Zielvorgabe A: Mit welchem Werk legte Husserl laut dem Auszug den Grundstein für die Fremderfahrung als phänomenologisches Thema?

==========

Fokus der Arbeit sind Überlegungen von Georg Stenger, die durch Gedanken von Lévinas und Wadenfels ergänzt werden. Vor allem Wadenfels hat sich ausgiebig mit der Fremderfahrung auseinandergesetzt. Zum Schluss sollen die gesammelten Erkenntnisse dazu dienen, eine bessere Unterscheidung zwischen Fremdem und Anderem herausbilden zu können.

Die Fremderfahrung als phänomenologisches Thema ist relativ gut durchleuchtet. Husserl legte hierzu den Grundstein mit seiner 5. Cartesianischen Meditation. Weitere Überlegungen steuerten beispielsweise Sartre und Merleau-Ponty bei. Jedoch gibt es wenig phänomenologische Erkenntnisse zur Unterscheidung zwischen Fremdem und Anderem.

==========

Zielvorgabe B: Zählen Sie die nachfolgenden Zeilen, die die Zeichenfolge „blue“ enthalten, wobei Groß- und Kleinschreibung unterschieden wird. Nennen Sie nur die Anzahl.

Gegebene Zeilen:

==========

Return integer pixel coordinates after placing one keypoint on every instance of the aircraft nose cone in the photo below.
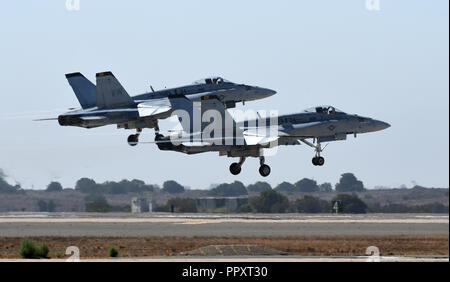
(268, 92)
(381, 125)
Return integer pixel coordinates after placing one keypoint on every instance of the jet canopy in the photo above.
(212, 80)
(325, 109)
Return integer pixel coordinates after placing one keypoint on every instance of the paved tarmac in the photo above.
(145, 225)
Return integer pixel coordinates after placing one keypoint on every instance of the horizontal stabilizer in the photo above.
(154, 107)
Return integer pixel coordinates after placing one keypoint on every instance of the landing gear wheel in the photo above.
(264, 170)
(320, 161)
(133, 139)
(235, 168)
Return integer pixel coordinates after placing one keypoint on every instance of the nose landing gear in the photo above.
(317, 160)
(235, 168)
(133, 139)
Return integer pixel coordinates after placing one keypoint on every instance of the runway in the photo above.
(244, 225)
(255, 259)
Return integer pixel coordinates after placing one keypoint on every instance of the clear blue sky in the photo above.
(391, 64)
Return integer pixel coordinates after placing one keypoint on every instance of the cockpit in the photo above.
(212, 80)
(328, 110)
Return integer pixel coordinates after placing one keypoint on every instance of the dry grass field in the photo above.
(97, 247)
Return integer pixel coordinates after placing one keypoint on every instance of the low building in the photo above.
(139, 205)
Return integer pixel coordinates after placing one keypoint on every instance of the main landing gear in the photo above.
(317, 160)
(133, 139)
(264, 170)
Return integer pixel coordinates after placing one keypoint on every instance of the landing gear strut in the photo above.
(235, 168)
(264, 169)
(317, 160)
(133, 139)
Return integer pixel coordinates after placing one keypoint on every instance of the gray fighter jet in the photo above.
(249, 138)
(108, 102)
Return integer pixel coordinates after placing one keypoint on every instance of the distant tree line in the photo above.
(271, 201)
(5, 187)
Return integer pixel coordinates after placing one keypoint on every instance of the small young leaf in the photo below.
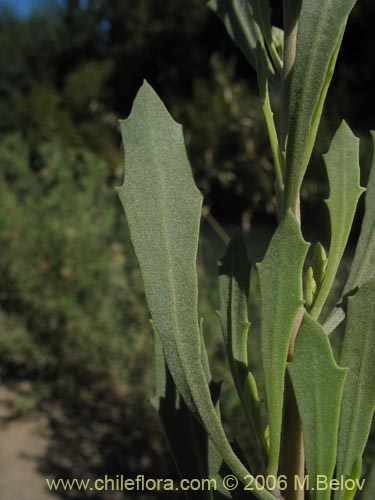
(318, 384)
(342, 163)
(321, 26)
(280, 276)
(363, 266)
(234, 282)
(163, 208)
(358, 404)
(248, 24)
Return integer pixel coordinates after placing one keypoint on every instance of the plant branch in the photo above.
(292, 451)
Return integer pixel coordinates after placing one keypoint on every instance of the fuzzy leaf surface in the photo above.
(234, 283)
(342, 164)
(193, 451)
(318, 385)
(358, 354)
(163, 207)
(248, 23)
(321, 27)
(363, 266)
(280, 276)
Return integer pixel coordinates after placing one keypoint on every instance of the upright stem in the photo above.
(292, 452)
(291, 10)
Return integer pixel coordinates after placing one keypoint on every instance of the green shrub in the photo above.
(64, 275)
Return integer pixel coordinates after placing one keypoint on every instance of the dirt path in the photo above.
(23, 441)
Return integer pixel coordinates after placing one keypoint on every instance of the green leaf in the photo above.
(369, 489)
(318, 385)
(321, 27)
(358, 354)
(363, 266)
(194, 453)
(280, 276)
(342, 163)
(163, 209)
(248, 23)
(234, 282)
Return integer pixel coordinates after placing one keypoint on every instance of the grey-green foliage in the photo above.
(358, 355)
(281, 298)
(321, 26)
(234, 283)
(363, 265)
(342, 163)
(163, 206)
(248, 22)
(318, 383)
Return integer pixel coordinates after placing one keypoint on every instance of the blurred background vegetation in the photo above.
(73, 319)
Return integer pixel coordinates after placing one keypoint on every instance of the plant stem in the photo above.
(291, 10)
(292, 451)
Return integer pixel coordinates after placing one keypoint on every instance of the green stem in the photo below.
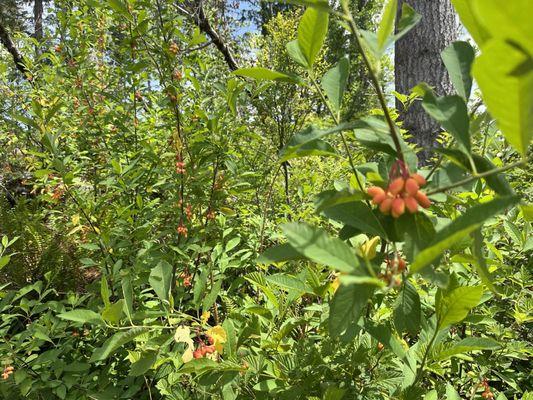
(375, 82)
(477, 176)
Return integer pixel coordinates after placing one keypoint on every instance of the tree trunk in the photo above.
(417, 59)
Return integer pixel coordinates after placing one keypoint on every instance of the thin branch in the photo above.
(7, 42)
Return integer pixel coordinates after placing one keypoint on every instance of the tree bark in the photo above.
(417, 59)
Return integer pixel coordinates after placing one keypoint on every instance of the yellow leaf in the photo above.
(369, 248)
(218, 334)
(205, 317)
(183, 335)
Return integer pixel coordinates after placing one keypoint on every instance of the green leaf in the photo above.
(315, 148)
(141, 366)
(471, 220)
(451, 393)
(481, 263)
(504, 74)
(458, 58)
(113, 312)
(409, 19)
(279, 253)
(346, 307)
(294, 52)
(358, 215)
(467, 345)
(211, 297)
(497, 182)
(334, 82)
(127, 292)
(160, 279)
(83, 316)
(289, 282)
(386, 25)
(315, 244)
(264, 74)
(4, 260)
(451, 113)
(407, 310)
(465, 10)
(312, 32)
(454, 306)
(114, 342)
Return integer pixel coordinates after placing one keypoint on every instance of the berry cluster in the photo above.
(401, 194)
(7, 371)
(487, 393)
(204, 349)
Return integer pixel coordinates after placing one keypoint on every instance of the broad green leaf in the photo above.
(497, 182)
(83, 316)
(458, 58)
(386, 26)
(407, 310)
(160, 279)
(4, 260)
(465, 346)
(211, 297)
(289, 282)
(384, 334)
(294, 52)
(312, 31)
(113, 312)
(409, 19)
(141, 366)
(315, 244)
(454, 306)
(346, 307)
(127, 292)
(315, 148)
(451, 393)
(356, 214)
(471, 220)
(504, 74)
(264, 74)
(481, 263)
(506, 21)
(465, 10)
(279, 253)
(334, 82)
(114, 342)
(451, 113)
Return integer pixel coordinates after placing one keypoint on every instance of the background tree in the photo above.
(417, 59)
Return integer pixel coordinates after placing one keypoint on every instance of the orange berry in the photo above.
(375, 190)
(396, 186)
(411, 186)
(398, 207)
(378, 199)
(386, 205)
(419, 179)
(411, 204)
(401, 265)
(422, 199)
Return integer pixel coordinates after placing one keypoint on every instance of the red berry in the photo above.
(411, 186)
(423, 199)
(398, 207)
(375, 190)
(386, 205)
(396, 186)
(419, 179)
(411, 204)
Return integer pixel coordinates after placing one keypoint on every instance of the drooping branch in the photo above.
(7, 42)
(201, 20)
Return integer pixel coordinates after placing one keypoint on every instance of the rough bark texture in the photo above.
(417, 59)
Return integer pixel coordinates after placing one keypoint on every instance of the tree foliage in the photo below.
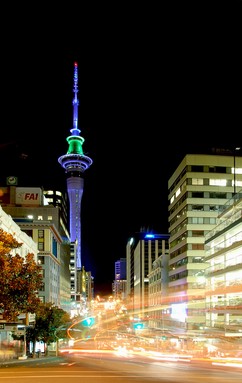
(48, 322)
(20, 279)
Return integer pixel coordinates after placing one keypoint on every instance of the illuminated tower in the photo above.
(75, 163)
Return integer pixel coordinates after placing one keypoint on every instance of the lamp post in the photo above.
(234, 170)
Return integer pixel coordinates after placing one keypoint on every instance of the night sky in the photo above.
(154, 85)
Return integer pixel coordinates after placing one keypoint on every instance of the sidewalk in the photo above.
(16, 361)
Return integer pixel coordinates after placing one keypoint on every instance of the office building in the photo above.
(141, 251)
(198, 189)
(223, 254)
(119, 283)
(43, 223)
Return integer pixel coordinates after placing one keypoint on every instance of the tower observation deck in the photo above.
(75, 162)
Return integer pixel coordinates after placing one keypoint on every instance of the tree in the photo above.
(48, 322)
(20, 279)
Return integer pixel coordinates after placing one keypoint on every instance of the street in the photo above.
(105, 369)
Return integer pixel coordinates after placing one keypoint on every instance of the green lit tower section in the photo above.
(75, 162)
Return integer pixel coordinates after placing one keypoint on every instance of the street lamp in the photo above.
(234, 169)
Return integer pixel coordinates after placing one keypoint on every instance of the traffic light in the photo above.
(138, 326)
(88, 322)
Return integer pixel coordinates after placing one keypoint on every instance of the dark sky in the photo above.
(155, 83)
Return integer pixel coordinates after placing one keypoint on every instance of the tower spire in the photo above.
(75, 162)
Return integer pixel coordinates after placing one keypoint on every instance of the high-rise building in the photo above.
(75, 162)
(198, 189)
(119, 283)
(141, 251)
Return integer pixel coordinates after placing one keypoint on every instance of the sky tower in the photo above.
(75, 163)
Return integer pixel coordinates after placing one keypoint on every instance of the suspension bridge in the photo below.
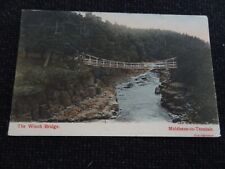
(100, 62)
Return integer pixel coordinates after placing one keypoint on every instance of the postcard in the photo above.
(113, 74)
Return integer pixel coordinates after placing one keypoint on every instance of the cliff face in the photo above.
(34, 104)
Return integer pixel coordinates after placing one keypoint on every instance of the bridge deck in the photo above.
(99, 62)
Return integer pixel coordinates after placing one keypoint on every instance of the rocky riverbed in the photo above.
(102, 106)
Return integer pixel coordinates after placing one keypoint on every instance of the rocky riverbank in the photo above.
(175, 99)
(102, 106)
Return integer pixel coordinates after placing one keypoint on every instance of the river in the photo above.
(138, 101)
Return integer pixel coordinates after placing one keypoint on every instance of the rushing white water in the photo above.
(138, 101)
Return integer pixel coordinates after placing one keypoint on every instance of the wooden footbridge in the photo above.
(99, 62)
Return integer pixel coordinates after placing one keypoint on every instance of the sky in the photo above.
(194, 25)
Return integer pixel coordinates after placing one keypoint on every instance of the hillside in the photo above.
(49, 42)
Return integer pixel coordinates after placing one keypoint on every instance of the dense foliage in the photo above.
(50, 39)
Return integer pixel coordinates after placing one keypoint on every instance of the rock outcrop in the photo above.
(174, 99)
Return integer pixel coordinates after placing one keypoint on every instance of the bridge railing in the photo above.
(98, 62)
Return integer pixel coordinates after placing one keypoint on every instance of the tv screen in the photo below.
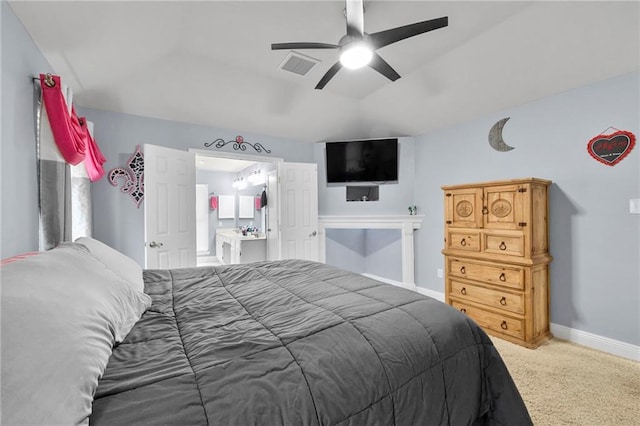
(374, 160)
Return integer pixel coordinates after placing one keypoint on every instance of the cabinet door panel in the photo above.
(463, 208)
(503, 207)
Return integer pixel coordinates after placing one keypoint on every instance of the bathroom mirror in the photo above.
(246, 207)
(226, 207)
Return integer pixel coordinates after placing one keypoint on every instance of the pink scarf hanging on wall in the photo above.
(72, 137)
(94, 159)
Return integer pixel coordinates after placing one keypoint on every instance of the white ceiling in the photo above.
(210, 62)
(221, 164)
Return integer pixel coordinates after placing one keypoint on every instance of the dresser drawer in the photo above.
(468, 241)
(508, 244)
(495, 322)
(512, 277)
(495, 298)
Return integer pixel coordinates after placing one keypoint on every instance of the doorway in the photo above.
(220, 172)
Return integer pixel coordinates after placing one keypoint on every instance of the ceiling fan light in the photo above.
(356, 55)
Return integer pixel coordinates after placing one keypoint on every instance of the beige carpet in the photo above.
(567, 384)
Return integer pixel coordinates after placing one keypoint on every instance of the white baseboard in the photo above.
(389, 281)
(590, 340)
(593, 341)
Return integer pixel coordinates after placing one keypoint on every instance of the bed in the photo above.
(289, 342)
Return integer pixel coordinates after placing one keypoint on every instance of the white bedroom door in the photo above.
(169, 208)
(273, 217)
(298, 192)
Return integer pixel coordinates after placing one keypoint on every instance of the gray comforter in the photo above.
(301, 343)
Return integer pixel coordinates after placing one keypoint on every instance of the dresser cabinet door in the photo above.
(463, 208)
(504, 207)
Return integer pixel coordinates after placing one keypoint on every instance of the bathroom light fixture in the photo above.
(242, 184)
(256, 178)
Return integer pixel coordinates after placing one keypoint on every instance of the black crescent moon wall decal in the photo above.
(495, 136)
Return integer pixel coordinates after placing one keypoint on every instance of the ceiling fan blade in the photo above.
(380, 65)
(329, 75)
(385, 38)
(302, 45)
(355, 18)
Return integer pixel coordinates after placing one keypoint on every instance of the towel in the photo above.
(263, 199)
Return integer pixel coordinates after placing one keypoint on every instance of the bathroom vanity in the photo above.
(233, 247)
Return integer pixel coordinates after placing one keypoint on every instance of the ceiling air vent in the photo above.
(298, 63)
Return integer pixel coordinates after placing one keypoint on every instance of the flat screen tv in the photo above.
(365, 161)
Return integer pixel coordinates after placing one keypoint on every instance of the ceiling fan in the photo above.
(357, 48)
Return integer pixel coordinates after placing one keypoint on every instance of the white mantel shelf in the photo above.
(406, 223)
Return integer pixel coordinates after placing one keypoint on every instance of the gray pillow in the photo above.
(62, 312)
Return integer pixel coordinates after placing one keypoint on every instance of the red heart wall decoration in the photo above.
(611, 149)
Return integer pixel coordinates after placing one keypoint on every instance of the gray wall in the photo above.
(117, 221)
(373, 251)
(595, 241)
(21, 60)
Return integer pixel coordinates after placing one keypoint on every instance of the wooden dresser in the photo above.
(497, 256)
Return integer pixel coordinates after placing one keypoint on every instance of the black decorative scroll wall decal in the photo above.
(239, 144)
(133, 177)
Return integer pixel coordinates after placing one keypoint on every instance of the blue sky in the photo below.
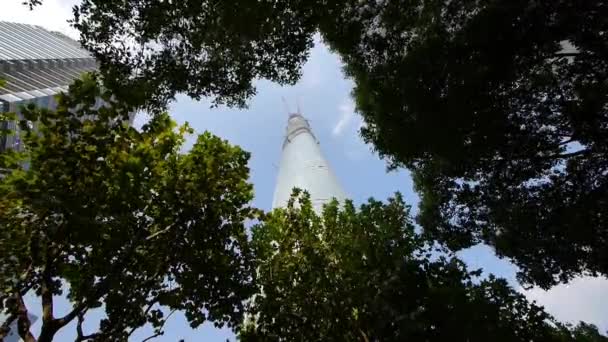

==========

Musterlösung A: Mit seiner 5. Cartesianischen Meditation.

Musterlösung B: 2